-- WHAT THE TASK REQUIRES --
Please reproduce every record exactly as written, leaving out the pictures.

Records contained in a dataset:

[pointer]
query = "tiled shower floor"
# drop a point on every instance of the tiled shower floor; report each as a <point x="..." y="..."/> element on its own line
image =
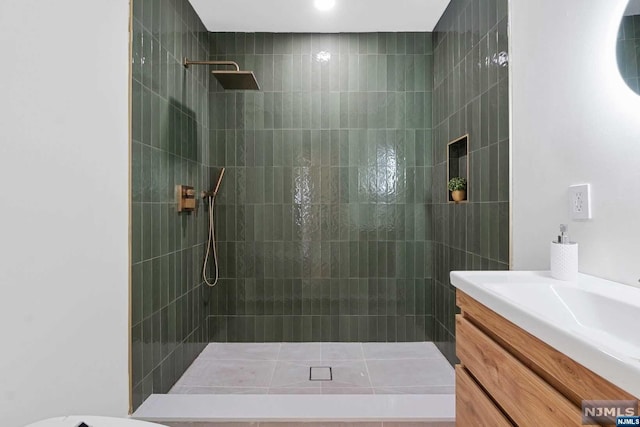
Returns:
<point x="283" y="368"/>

-- SOLUTION TO THIS TASK --
[pointer]
query = "tiled shower floor"
# drop a point on every instance of the tiled shower floor; report each as a <point x="..." y="..."/> element on its own line
image =
Returns:
<point x="283" y="368"/>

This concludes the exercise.